[Work required]: Repeat the listing in full, exactly as it stands.
* Start Material for this task *
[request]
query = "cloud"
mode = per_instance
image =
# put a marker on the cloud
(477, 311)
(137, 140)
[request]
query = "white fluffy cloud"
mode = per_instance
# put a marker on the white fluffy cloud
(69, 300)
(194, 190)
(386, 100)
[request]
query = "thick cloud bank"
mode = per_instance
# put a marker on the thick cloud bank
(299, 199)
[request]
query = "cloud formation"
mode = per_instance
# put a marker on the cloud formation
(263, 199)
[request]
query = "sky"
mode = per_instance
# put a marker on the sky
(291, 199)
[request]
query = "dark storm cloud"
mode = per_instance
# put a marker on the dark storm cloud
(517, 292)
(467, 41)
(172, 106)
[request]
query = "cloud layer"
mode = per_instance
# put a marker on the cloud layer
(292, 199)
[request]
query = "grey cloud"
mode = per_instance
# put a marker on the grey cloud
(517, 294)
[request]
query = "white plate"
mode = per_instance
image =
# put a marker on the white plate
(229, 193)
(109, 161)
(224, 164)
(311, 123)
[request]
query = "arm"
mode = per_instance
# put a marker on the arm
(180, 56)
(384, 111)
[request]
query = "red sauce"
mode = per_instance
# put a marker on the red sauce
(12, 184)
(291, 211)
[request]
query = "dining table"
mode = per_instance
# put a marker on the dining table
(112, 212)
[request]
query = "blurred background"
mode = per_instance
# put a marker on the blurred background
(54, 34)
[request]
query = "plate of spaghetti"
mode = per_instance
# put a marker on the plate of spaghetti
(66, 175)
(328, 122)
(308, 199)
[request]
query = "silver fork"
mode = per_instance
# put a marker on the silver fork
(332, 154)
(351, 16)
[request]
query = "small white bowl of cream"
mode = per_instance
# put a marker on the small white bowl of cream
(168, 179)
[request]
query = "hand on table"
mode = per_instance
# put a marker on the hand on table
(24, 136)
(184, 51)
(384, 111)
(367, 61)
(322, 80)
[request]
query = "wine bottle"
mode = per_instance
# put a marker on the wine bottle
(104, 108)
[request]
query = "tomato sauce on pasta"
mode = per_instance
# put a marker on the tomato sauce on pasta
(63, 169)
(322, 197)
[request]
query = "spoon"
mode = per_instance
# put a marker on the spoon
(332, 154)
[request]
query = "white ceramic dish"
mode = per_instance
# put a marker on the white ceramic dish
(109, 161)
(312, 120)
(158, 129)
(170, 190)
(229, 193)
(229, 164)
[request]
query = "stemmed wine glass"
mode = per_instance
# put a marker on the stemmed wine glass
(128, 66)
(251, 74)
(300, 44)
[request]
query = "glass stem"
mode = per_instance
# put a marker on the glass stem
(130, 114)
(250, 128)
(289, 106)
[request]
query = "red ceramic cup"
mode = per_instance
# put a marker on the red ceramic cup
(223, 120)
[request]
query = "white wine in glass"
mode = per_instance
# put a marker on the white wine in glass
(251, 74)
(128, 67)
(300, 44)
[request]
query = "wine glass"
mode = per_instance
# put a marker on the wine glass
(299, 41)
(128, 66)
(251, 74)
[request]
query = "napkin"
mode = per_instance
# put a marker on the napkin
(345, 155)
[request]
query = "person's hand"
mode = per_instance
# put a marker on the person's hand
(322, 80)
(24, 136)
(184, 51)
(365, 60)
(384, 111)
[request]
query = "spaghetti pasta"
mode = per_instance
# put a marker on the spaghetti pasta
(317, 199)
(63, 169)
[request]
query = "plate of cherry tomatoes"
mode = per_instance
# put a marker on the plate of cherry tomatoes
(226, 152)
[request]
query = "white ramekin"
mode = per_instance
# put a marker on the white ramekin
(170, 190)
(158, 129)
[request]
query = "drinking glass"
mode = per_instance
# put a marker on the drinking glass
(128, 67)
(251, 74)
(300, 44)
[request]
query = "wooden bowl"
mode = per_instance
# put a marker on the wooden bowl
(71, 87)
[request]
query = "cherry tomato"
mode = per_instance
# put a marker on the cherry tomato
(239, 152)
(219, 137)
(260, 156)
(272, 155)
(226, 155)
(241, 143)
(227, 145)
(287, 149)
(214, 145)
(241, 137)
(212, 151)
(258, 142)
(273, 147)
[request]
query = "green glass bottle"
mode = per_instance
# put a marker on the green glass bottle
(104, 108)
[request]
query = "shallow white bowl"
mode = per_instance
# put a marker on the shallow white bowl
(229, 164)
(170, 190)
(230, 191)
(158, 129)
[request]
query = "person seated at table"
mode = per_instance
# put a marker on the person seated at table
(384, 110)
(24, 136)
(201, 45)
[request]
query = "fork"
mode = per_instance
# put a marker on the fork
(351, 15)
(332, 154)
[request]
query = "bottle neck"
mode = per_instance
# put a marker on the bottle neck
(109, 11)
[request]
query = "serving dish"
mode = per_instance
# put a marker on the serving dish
* End Material for this task *
[Result of the task]:
[request]
query = "cloud"
mode = per_instance
image =
# put a marker on the cloud
(477, 311)
(137, 140)
[request]
query = "white fluffy cloud"
mode = per_instance
# put a marker on the white fluffy cloud
(69, 300)
(194, 190)
(386, 100)
[request]
query = "thick cloud bank"
mode = per_instance
# put a marker on the thick cloud bank
(299, 199)
[request]
query = "cloud formation"
mode = per_instance
# put a marker on the cloud formation
(263, 199)
[request]
query = "sky"
mode = per_instance
# put a marker on the sky
(291, 199)
[request]
query = "dark storm cloud"
mode = per_instance
# put a marker on the dark storm cloud
(517, 292)
(467, 41)
(172, 106)
[request]
query = "cloud layer"
mode = per_instance
# put a marker on the cloud layer
(292, 199)
[request]
query = "grey cloud"
mode = per_instance
# put a marker on the grey cloud
(517, 294)
[request]
query = "white plate"
mode = per_instance
image =
# put a marker on the white plate
(229, 193)
(109, 161)
(224, 164)
(311, 123)
[request]
query = "arm"
mode = per_instance
# put a marker on the arm
(180, 56)
(384, 111)
[request]
query = "red sauce"
mode = per_instance
# put a marker on the red sauce
(12, 184)
(291, 211)
[request]
query = "dining table"
mode = per_instance
# put a marker on the dining table
(112, 212)
[request]
query = "blurred background"
mode = per_instance
# put a marker on the blurred background
(54, 34)
[request]
query = "plate of spaghetti"
mode = per_instance
# put a marker on the plate of spaghetti
(66, 175)
(328, 122)
(308, 199)
[request]
query = "silver fork"
mode = per_instance
# put a marker on the silver fork
(332, 154)
(351, 16)
[request]
query = "small white bowl of cream"
mode = per_instance
# put a marker on the small white bowl of cream
(168, 179)
[request]
query = "hand on table"
mode = per_instance
# put a marker on the hand on table
(24, 136)
(184, 51)
(384, 111)
(367, 61)
(322, 80)
[request]
query = "wine bottle"
mode = per_instance
# put a marker on the wine bottle
(104, 108)
[request]
query = "tomato sauce on pasta"
mode = per_instance
# put a marker on the tomato sauce on pasta
(63, 169)
(322, 197)
[request]
query = "spoon"
mode = per_instance
# put a marker on the spoon
(332, 154)
[request]
query = "white ceramic dish"
mode = per_instance
# put a marker on the white ceramic dish
(109, 161)
(312, 120)
(158, 129)
(170, 190)
(229, 193)
(229, 164)
[request]
query = "stemmed wine glass"
mode = per_instance
# put a marker on the stemmed wine glass
(128, 66)
(251, 74)
(300, 44)
[request]
query = "glass stem"
mode = per_instance
# put a marker on the glass stem
(130, 114)
(250, 128)
(289, 106)
[request]
query = "red ceramic cup"
mode = per_instance
# put a marker on the red ceramic cup
(223, 120)
[request]
query = "white wine in glass"
mode = per_instance
# put a marker on the white wine in glass
(251, 74)
(128, 67)
(300, 44)
[request]
query = "wine glass"
mode = per_instance
# put a marker on the wine glass
(299, 41)
(128, 66)
(251, 74)
[request]
query = "napkin"
mode = per_instance
# put a marker on the napkin
(345, 155)
[request]
query = "person's hand"
mode = per_instance
# put a marker on the person's hand
(322, 80)
(24, 136)
(184, 51)
(365, 60)
(384, 111)
[request]
query = "spaghetti pasta"
mode = per_instance
# put a marker on the spaghetti pasta
(317, 199)
(63, 169)
[request]
query = "plate of cherry tomatoes"
mode = per_instance
# put a marker on the plate of cherry tomatoes
(226, 152)
[request]
query = "white ramekin"
mode = per_instance
# put a marker on the white ramekin
(170, 190)
(158, 129)
[request]
query = "drinking glass"
mode = per_instance
# put a marker on the drinking glass
(128, 67)
(251, 74)
(300, 44)
[request]
query = "wooden bowl"
mode = per_instance
# put a marker on the wooden bowl
(71, 87)
[request]
query = "cherry tomato"
mode = per_instance
# put a marker on the cherry tomato
(239, 152)
(219, 137)
(260, 156)
(272, 155)
(226, 155)
(241, 143)
(227, 145)
(287, 149)
(214, 145)
(241, 137)
(212, 151)
(258, 142)
(273, 147)
[request]
query = "green glass bottle"
mode = per_instance
# put a marker on the green glass bottle
(104, 108)
[request]
query = "shallow white bowl"
mode = per_instance
# put a marker on the shallow white bowl
(229, 164)
(170, 190)
(230, 191)
(158, 129)
[request]
query = "person seated at table"
mode = per_instance
# put a marker on the person seated at table
(384, 110)
(24, 136)
(201, 45)
[request]
query = "fork"
mode = per_instance
# put a marker on the fork
(351, 15)
(332, 154)
[request]
query = "bottle neck"
mode = per_instance
# put a marker on the bottle neck
(109, 11)
[request]
query = "serving dish"
mode = per_instance
# put a marker on the serving dish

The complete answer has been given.